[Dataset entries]
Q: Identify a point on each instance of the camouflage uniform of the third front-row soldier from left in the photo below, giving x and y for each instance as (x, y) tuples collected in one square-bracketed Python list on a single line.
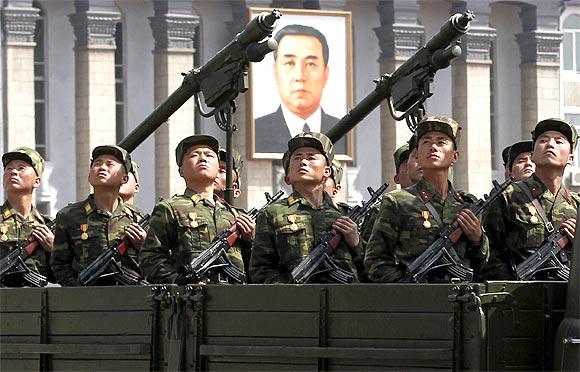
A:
[(180, 229)]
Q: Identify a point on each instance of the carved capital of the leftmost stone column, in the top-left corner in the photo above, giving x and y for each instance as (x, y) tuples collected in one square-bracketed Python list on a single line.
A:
[(19, 22)]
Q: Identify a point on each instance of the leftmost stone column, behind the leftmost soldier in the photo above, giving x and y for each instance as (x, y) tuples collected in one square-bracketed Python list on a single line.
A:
[(18, 26)]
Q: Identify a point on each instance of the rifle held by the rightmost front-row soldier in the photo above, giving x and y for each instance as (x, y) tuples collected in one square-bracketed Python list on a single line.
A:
[(546, 258)]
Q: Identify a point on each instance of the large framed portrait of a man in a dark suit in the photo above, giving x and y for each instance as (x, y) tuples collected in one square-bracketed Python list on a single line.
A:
[(305, 85)]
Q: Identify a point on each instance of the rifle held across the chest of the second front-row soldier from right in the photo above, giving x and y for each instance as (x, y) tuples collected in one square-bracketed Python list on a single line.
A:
[(441, 254)]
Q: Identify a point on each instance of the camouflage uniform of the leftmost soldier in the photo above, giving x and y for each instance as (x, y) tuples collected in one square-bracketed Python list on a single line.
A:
[(15, 229)]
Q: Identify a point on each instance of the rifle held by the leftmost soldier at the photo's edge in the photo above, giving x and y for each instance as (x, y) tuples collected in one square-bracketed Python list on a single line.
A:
[(13, 263)]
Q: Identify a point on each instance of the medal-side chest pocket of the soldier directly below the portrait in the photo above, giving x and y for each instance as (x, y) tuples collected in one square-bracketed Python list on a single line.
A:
[(292, 242)]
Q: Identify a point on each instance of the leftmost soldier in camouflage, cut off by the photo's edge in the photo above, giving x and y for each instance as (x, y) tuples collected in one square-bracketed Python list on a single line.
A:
[(19, 219)]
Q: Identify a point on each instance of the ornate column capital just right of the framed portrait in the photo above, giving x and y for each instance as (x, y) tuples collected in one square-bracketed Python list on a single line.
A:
[(399, 34)]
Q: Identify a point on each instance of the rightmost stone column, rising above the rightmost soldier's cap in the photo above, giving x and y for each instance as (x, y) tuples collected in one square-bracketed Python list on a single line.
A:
[(540, 68)]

◆ **What to work on**
Copy out every line in the records where the word "uniform" is found.

◆ **Output of the exercise**
Q: Identify a point on each instance of the camouflage uniform of the third front-row soldier from left in the photo below, giving x and y for each instance as (x, y) tuples collected in one square-bracketed Python list on a single line.
Q: Identify a point on each instance of the camouflage uniform of the leftmost soldier in the photo above, giving x and y for each instance as (x, y) tuples collected in one square-bracketed Python list on a single line.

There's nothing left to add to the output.